Has been a writer and travel writer for 10+ years
Finds Twitter threads very relaxing
Reached 9 million views on a single Twitter thread that gave him 6k (?) free subs?
He has accelerated free signups via Twitter threads.
He now has 40k Twitter followers.


(Linda) Make a Twitter thread, has a hook, has the link to your Substack near the end.
Crypto writer Dan Held is good at this.
Case study:

Posting screenshots can be a quick way to create an infographic on Twitter in Finance/Investing/Crypto.
Screen-shots of the start of a Substack on Instagram is also a tactic that can work.
Who Should go Paid?
(Christina) Start paid so you can monetize right from the start. Even if you don’t yet write behind a paywall, offer your audience a way to support you.
(Katie) Having time to grow your free list, having paid on but not yet behind the paywall.
Paid content can create “pressure” on writers, so take your time.
What Should be Paid?
(Katie) Writers thinking there is a trick of what to do behind the paywall (not necessarily).
Literature writers often think "serializing” behind the paywall is expected
Could be research, interviews and other stuff behind, instead.
If not sure if committed, reason not to turn paywall on.
A million reasons why your audience might want to pay you, to get a more intimate relationship with you (e.g. backstage pass feeling).

» Goal
Revise the Substack growth notes starting at "Has been a writer" and ending at "40k Twitter followers.", putting "newsletter signups" in place of "free signups".

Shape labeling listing

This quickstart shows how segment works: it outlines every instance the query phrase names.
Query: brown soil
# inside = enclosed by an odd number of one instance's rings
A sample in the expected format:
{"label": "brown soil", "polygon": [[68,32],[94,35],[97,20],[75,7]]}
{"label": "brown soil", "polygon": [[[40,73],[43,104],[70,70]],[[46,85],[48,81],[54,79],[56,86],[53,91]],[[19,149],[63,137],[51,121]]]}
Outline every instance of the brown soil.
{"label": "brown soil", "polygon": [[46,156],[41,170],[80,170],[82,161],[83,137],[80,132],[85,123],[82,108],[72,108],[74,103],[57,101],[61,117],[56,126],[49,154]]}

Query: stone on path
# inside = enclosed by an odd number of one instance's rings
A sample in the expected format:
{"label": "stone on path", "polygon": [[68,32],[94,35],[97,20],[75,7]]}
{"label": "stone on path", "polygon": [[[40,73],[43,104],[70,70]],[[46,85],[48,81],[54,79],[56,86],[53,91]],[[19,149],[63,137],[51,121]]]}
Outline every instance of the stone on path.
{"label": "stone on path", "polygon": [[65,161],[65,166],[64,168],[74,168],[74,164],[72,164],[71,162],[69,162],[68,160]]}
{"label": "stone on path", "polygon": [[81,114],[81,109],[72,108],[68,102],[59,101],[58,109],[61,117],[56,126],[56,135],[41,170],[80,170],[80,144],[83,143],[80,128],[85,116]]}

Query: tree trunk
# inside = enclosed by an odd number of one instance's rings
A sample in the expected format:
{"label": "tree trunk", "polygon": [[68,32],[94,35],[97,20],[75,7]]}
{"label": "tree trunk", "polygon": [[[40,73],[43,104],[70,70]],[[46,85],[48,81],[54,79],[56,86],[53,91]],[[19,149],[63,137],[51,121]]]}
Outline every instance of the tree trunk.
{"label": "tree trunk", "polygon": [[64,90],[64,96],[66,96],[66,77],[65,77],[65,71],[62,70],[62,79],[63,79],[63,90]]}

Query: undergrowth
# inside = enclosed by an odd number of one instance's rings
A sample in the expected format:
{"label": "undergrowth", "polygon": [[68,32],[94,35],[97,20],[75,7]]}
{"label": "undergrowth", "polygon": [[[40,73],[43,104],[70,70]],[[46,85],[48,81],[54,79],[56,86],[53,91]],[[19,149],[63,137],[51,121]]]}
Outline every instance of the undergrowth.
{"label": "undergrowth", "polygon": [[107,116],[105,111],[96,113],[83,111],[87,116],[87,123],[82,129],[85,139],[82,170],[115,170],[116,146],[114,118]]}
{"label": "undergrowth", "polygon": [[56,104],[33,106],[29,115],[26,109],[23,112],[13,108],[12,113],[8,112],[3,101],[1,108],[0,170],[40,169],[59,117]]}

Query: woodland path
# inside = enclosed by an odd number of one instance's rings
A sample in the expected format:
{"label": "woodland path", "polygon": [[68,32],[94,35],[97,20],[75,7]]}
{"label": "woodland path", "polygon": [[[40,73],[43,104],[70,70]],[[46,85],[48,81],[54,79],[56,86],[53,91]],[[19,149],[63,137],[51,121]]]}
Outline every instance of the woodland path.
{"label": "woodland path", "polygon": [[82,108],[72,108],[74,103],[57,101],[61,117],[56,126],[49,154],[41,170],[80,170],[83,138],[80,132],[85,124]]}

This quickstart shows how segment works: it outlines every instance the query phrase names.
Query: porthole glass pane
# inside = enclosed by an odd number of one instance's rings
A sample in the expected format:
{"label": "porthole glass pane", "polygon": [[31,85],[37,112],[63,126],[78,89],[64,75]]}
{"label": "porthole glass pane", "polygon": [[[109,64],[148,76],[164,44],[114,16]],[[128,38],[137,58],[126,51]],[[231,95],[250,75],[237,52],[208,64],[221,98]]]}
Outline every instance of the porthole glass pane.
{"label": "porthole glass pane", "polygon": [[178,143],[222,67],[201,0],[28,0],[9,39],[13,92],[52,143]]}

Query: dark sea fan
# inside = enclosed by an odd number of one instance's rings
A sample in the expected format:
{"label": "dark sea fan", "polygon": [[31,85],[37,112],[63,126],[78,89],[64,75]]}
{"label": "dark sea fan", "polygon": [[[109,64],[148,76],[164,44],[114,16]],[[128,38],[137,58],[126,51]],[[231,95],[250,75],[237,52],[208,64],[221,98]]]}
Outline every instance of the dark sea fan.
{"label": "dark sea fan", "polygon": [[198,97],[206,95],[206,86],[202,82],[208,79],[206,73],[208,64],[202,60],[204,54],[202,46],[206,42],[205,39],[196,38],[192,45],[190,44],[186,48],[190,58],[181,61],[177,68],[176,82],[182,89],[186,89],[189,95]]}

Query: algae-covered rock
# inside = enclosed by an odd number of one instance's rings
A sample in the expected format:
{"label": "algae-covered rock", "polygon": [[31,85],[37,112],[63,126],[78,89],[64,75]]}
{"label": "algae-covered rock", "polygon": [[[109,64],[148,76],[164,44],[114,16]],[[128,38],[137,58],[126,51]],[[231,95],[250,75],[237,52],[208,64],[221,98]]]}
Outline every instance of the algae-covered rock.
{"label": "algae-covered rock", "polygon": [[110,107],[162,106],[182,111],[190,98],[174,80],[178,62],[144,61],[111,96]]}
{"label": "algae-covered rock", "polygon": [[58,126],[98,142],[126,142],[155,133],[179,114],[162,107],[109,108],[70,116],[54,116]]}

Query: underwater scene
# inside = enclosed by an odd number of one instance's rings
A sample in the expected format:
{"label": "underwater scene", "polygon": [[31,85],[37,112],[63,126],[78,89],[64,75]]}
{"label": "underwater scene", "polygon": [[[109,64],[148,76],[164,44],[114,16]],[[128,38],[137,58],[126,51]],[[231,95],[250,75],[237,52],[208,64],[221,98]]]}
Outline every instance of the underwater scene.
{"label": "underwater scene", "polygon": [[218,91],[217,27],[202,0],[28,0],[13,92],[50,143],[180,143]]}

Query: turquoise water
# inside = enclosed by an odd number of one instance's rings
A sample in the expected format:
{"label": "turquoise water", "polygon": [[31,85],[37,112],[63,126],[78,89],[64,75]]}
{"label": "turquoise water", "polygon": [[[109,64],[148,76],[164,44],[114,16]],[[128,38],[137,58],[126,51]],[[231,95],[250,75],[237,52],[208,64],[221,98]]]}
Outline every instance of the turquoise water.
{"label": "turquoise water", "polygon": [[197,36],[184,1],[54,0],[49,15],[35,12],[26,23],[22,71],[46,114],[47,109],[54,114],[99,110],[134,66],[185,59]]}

» Full solution
Has been a writer and travel writer for 10+ years
Finds Twitter threads very relaxing
Reached 9 million views on a single Twitter thread that gave him 6k (?) free subs?
He has accelerated newsletter signups via Twitter threads.
He now has 40k Twitter followers.